- _Given instruction_
Report every line in the entries below that contains the word "crest".

- _Listed records_
[start]
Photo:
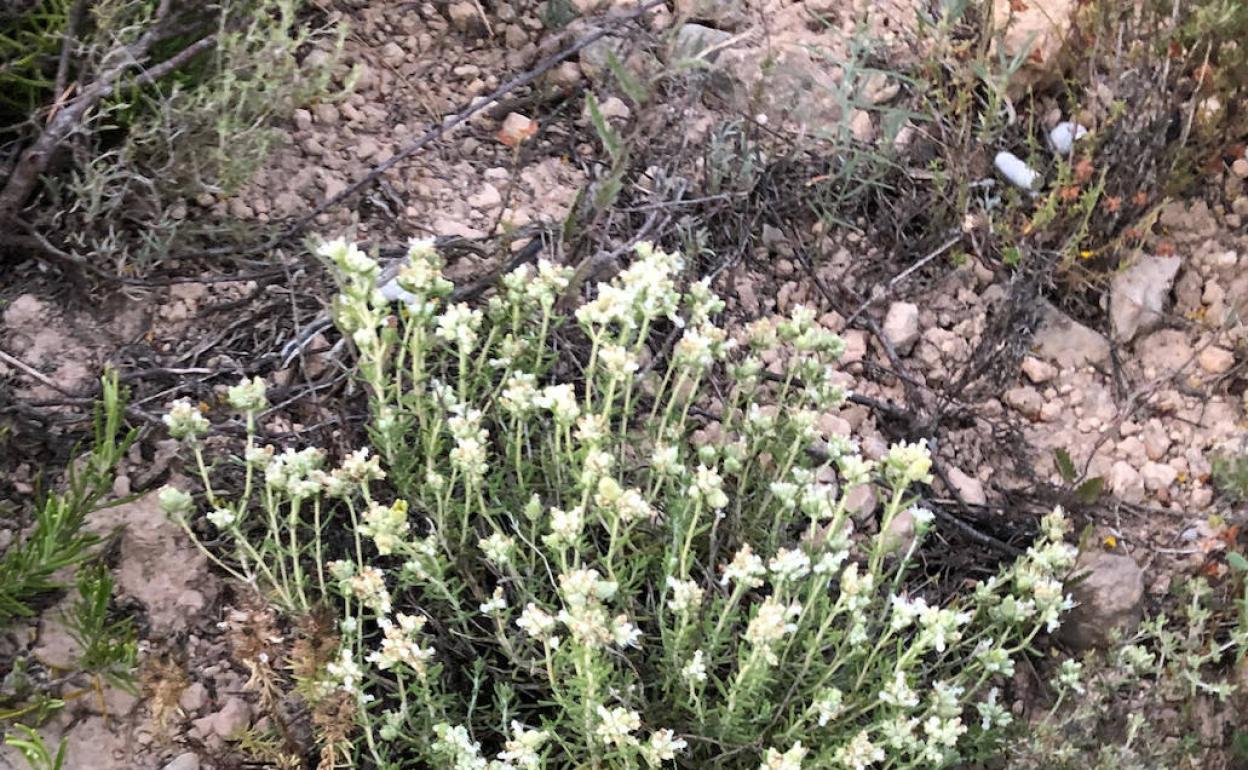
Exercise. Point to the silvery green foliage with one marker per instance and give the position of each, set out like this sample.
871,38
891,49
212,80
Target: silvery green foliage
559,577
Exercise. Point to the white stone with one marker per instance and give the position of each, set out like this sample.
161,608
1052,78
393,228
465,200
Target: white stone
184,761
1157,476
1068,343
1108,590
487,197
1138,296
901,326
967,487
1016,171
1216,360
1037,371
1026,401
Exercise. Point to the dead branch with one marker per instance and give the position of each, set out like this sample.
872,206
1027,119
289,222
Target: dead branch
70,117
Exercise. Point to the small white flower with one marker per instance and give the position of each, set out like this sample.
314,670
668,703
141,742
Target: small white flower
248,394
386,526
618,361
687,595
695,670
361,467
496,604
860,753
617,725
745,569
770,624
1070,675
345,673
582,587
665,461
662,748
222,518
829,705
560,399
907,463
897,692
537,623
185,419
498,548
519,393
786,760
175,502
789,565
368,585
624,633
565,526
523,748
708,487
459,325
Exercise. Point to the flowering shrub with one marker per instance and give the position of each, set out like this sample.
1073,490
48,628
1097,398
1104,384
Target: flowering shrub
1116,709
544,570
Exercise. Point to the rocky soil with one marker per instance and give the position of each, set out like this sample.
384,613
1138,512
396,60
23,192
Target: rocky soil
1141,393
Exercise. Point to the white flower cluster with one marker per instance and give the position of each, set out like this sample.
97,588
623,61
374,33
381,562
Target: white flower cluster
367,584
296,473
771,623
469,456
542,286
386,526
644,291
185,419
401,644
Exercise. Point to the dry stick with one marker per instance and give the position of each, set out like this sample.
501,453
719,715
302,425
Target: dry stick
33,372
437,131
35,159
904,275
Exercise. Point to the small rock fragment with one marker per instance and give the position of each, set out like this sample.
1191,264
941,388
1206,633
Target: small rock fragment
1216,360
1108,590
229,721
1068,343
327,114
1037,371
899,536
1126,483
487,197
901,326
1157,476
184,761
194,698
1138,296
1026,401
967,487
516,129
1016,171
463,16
[end]
[start]
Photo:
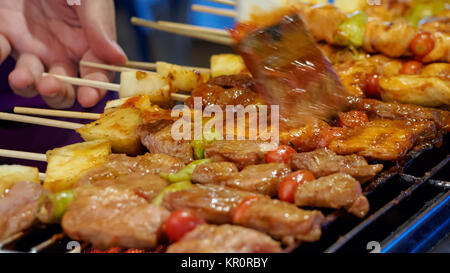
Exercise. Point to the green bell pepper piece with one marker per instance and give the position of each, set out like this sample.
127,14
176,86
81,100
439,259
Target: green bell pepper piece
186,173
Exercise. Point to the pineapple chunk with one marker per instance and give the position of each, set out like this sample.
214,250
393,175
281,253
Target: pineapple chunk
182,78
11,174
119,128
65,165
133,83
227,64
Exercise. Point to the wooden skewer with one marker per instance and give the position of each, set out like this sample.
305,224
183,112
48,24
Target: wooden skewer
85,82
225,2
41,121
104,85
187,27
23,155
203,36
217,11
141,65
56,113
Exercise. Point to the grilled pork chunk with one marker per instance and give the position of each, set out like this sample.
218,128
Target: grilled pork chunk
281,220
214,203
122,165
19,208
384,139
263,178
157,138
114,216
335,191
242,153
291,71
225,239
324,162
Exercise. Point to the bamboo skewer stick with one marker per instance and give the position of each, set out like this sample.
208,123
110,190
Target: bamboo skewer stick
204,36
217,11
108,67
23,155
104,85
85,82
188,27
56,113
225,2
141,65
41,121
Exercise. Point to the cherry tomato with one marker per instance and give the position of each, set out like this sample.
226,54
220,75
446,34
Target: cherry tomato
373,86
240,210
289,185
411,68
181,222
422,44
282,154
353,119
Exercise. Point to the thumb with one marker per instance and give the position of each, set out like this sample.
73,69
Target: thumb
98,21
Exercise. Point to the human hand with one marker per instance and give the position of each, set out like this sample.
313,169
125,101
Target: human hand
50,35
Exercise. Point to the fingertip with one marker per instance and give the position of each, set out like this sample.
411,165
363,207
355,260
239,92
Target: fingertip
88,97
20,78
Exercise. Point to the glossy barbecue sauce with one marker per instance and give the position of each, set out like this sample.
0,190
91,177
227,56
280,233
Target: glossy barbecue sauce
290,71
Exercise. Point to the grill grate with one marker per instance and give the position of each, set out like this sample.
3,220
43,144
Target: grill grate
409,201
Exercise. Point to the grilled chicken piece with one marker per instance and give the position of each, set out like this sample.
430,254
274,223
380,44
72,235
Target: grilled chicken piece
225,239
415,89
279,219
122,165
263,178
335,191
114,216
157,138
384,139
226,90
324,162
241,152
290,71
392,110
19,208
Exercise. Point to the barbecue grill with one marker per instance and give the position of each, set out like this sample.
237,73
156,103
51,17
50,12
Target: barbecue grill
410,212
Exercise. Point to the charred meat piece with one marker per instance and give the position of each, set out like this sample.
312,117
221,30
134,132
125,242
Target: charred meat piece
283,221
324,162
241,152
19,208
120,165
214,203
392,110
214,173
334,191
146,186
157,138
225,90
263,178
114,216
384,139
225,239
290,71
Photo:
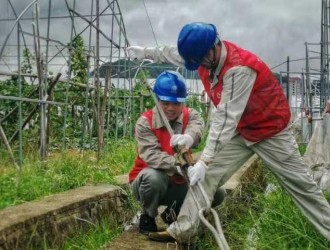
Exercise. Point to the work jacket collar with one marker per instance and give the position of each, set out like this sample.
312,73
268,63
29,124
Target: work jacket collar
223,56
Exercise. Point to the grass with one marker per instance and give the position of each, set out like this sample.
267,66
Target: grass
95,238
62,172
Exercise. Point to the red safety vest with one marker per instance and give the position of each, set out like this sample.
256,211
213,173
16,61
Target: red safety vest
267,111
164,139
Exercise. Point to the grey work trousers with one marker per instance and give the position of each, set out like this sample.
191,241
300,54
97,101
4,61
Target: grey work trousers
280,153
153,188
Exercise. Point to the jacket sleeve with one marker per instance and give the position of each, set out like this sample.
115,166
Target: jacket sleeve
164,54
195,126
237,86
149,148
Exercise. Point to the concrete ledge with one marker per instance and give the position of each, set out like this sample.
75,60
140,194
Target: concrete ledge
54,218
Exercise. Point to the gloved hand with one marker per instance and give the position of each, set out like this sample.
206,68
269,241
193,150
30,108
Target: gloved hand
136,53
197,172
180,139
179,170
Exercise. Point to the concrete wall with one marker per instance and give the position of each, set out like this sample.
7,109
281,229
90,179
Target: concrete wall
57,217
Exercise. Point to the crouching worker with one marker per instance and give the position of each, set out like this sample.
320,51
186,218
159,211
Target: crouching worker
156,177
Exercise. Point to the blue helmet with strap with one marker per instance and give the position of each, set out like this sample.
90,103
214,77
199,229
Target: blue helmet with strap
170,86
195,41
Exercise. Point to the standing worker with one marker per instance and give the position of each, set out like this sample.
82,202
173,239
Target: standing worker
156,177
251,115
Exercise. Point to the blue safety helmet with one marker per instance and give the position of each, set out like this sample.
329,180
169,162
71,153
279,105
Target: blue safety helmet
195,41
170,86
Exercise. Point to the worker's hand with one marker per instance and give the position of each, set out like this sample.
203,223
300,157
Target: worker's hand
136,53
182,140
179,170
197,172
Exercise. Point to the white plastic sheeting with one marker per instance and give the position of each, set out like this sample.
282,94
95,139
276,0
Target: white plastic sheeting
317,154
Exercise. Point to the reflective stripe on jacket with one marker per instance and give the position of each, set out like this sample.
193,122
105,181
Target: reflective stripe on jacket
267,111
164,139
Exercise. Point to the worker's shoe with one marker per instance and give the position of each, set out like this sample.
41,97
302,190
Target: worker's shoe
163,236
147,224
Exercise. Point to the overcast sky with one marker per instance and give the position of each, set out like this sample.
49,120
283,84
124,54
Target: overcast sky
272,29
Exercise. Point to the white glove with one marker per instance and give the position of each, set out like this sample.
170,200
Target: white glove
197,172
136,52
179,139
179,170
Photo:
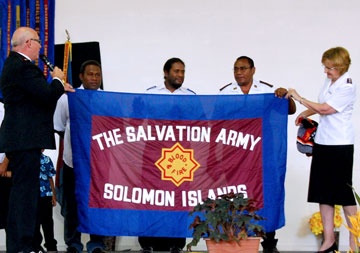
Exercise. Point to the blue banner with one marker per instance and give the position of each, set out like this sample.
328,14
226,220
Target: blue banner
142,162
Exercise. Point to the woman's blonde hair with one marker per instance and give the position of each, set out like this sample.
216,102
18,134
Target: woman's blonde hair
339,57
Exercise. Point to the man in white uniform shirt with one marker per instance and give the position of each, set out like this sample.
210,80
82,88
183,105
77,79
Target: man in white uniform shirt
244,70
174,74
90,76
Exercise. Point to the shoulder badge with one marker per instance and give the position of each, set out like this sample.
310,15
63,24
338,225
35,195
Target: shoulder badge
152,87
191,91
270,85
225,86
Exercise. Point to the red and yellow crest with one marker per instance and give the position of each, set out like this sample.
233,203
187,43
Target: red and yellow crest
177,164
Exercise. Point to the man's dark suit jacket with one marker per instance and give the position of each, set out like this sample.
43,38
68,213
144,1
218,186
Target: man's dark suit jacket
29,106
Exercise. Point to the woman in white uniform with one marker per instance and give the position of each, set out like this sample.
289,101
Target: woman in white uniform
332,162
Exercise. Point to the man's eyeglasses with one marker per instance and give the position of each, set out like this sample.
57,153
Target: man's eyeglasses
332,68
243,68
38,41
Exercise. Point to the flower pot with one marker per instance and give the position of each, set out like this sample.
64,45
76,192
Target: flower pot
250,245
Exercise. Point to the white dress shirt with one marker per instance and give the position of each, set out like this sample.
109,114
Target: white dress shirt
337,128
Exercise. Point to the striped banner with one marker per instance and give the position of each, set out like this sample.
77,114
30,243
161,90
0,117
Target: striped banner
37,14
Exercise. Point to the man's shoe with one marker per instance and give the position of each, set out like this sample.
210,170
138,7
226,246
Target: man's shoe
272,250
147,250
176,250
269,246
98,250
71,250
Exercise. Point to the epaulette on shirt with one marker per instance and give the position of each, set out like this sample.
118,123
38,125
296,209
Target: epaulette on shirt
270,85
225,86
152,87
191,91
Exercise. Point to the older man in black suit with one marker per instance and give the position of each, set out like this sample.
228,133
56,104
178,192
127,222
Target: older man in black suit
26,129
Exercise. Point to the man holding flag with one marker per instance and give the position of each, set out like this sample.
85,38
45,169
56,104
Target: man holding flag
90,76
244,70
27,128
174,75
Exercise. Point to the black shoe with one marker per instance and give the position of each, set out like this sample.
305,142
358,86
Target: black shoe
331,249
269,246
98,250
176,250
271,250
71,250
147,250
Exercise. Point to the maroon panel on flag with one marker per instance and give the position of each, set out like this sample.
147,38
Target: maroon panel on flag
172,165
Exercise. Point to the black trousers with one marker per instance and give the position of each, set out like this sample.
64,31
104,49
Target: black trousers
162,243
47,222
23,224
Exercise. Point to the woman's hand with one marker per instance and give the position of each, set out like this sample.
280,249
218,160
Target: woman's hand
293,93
[end]
[start]
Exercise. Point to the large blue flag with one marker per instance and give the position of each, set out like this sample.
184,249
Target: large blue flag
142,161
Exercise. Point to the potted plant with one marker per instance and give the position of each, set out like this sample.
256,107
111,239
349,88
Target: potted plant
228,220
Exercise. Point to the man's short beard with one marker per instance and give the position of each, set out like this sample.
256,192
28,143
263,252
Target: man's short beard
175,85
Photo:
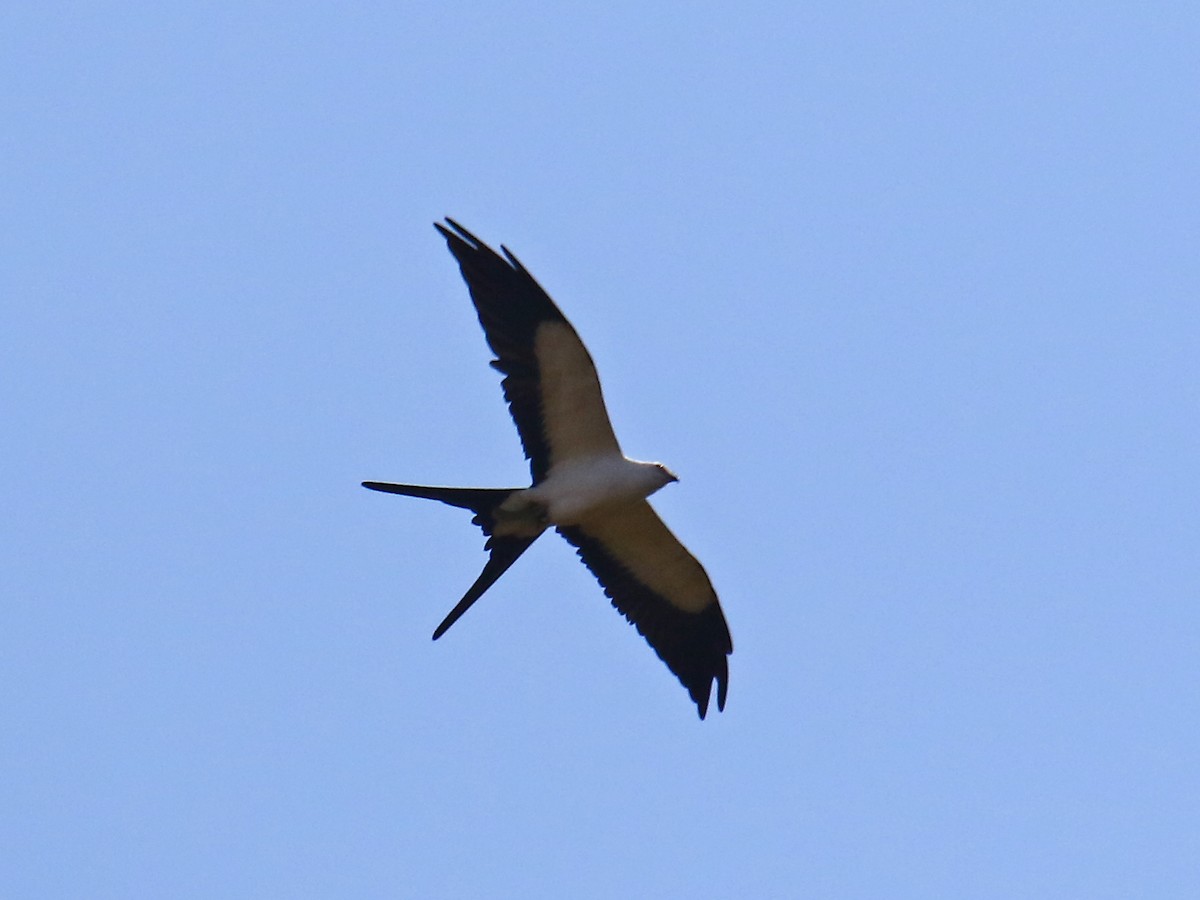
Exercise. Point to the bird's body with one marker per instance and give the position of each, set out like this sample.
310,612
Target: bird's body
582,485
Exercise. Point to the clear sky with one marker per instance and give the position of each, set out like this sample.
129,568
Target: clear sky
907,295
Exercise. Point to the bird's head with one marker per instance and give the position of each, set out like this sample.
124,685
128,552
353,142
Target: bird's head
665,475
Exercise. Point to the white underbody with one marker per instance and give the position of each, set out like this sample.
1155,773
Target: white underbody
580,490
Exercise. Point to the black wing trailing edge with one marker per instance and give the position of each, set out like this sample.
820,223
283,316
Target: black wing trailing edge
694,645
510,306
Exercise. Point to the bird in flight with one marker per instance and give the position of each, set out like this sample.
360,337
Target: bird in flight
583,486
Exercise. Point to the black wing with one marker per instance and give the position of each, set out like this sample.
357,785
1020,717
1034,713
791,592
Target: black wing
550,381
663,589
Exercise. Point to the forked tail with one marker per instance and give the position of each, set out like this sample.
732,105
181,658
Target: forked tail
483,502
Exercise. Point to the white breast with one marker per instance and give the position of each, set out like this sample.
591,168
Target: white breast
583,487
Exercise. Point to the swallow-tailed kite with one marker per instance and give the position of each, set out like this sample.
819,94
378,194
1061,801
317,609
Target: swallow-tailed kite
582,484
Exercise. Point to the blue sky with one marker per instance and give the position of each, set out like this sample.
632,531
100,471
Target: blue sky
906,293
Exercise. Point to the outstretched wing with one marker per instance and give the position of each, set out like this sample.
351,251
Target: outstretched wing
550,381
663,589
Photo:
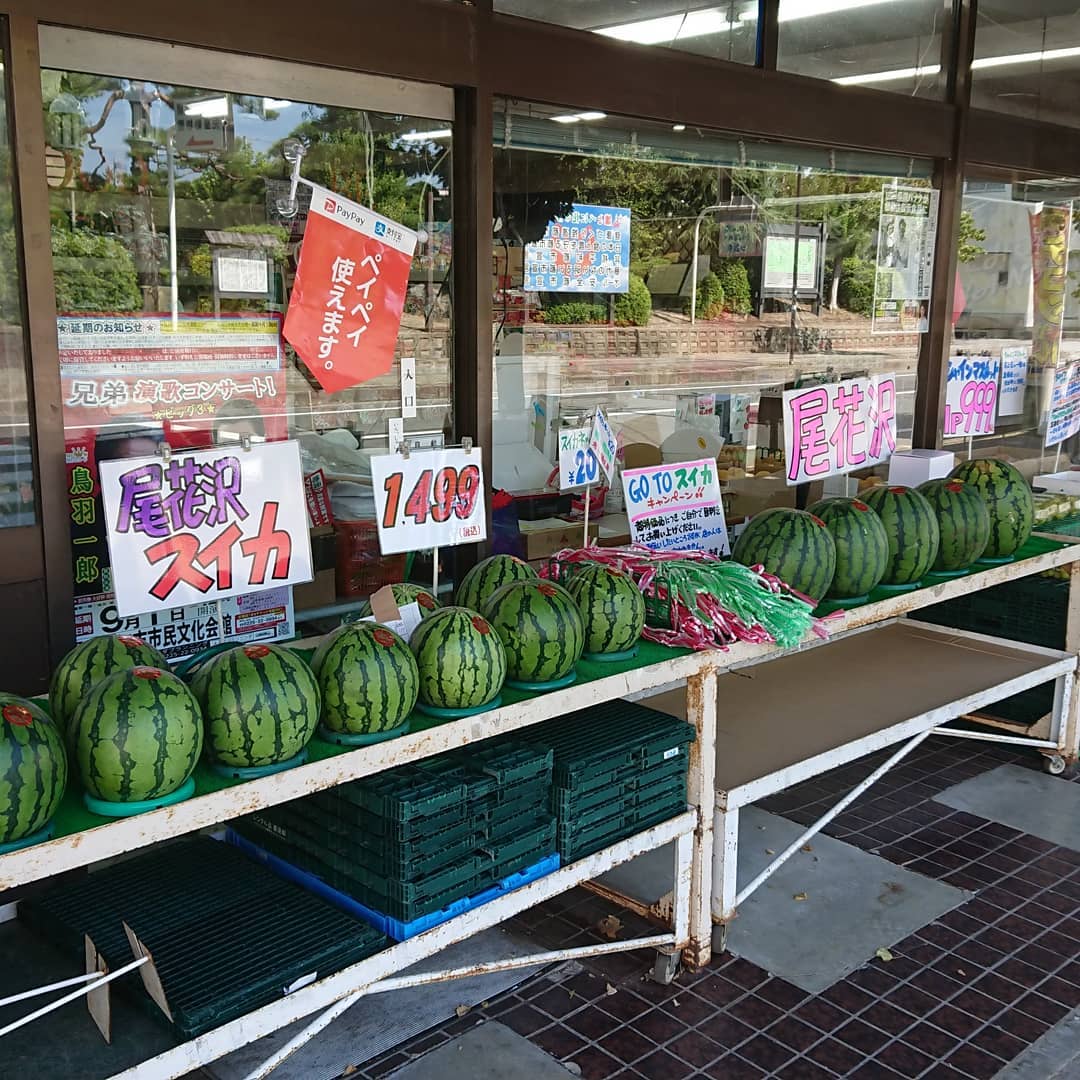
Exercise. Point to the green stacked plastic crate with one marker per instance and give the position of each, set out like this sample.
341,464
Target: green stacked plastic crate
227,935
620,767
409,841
[end]
- _Answer to the exercise_
Exercise. Point to the red and yellow crest with one marker per instance and give the position of each, set out like this sample.
Target: red and yellow crest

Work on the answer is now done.